--- EXTRAIT À LIRE ---

Samedi 22 septembre 2018.
6h30 du matin.
Etang de St-Jean-Pla-de-Corts, Pyrénées Orientales.
Il fait nuit noire. 
Entouré d’une centaine d’énergumènes en combinaison de natation nous prenons le départ du Bearman.
 
Avant de partager ce récit de course, le Bearman, c’est quoi ? Il s’agit d’un triathlon longue distance. 3,8 km de natation, 180 kilomètres de vélo et pour finir un « petit » marathon. C’est plus souvent connu sous le nom d’Ironman. Avec Thibaut, on s’est frotté à ce format en 2017 sur l’Alpsman du côté d’Annecy. C’est un super souvenir et très belle course mais c’est surtout le genre d’épreuve où tu réfléchis un peu avant de t’inscrire car cela demande un minimum d’entraînement…
 
De l’autre côté du globe, l’idée d’un premier Ironman trotte déjà dans la tête de Thomas… Au détour d’une conversation sur Facebook, on partage ensemble quelques triathlons longues distances qui font rêver : Norseman, Celtman… Bearman. Je crois que c’était le coup de foudre pour Thomas : un Ironman dans ses Pyrénées Orientales (P.O. pour les intimes). Sans trop y réfléchir, nous voilà inscrit tous les trois. Un défi sportif entre potes, ça va être le pied !

--- DONNÉES EXTRAITES ---

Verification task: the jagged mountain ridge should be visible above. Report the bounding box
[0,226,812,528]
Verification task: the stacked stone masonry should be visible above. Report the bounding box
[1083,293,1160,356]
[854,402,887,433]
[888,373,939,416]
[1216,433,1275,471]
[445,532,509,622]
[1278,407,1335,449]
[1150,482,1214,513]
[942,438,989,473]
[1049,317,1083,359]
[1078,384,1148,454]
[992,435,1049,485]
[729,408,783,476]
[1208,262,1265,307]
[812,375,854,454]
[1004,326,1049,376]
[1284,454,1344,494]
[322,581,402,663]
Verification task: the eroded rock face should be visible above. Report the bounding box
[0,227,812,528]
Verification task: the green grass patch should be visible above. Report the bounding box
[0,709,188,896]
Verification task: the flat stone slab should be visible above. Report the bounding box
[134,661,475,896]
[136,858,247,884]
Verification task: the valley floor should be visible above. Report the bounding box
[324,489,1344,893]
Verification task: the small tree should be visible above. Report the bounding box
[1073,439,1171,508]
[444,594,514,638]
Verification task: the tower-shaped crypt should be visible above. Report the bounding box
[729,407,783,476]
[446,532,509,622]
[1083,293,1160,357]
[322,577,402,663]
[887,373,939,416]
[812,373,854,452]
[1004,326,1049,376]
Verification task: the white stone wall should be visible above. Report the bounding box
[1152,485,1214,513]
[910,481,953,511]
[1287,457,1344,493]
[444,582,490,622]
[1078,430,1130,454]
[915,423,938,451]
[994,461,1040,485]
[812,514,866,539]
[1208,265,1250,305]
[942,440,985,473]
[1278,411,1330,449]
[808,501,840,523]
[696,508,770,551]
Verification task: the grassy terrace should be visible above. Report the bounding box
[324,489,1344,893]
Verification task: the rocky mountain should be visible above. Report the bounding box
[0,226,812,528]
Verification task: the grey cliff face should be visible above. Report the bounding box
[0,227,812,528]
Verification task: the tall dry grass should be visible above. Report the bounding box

---

- TÂCHES À RÉALISER
A) Indiquez si chacune des affirmations suivantes concorde avec le récit du Bearman, en répondant par oui ou non et en citant les mots décisifs du récit : (i) le départ du Bearman est donné en plein jour ; (ii) l'épreuve de vélo du Bearman fait 180 kilomètres ; (iii) l'Alpsman se court du côté d'Annecy.
B) Répondez brièvement à ces questions sur le récit du Bearman :
(i) À quelle heure le départ du Bearman est-il pris ?
(ii) Quelle distance de natation le Bearman comporte-t-il ?
(iii) Sur quel réseau social les triathlons longues distances qui font rêver ont-ils été évoqués ?
C) Rédigez la suite du récit du Bearman à partir de sa dernière phrase.

- RÉSULTATS DE L'EXERCICE
A)
(i) Non : « Il fait nuit noire. »
(ii) Oui : « 180 kilomètres de vélo »
(iii) Oui : « sur l’Alpsman du côté d’Annecy »

B)
(i) À 6h30 du matin.
(ii) 3,8 km.
(iii) Sur Facebook.

C)
 
On commence tranquillement à s’entraîner au mois de juin avec Thibaut. Bizarrement, on force un peu moins sur notre programme d’entraînement…On l’a fait une fois, on sait, enfin on espère, qu’on peut le refaire ! Cette course, on l’avait déjà remarquée l’année dernière quand on cherchait avec Thibaut notre premier Ironman. Il faut dire que le Bearman a tout pour plaire : c’est une course familiale, en petite comité et surtout en pleine nature dans un paysage qui semble magnifique. Le parcours envoie 4700 mètres de dénivelé positif pour la partie vélo et 1350m D+ du côté de la course à pied. Le tout en autonomie parce que c’était pas assez XXL jusqu’ici !!! Il faut donc prévoir ses ravitaillements et la logistique comme pour une mini expédition. Le genre de programme qui bizarrement nous donne envie.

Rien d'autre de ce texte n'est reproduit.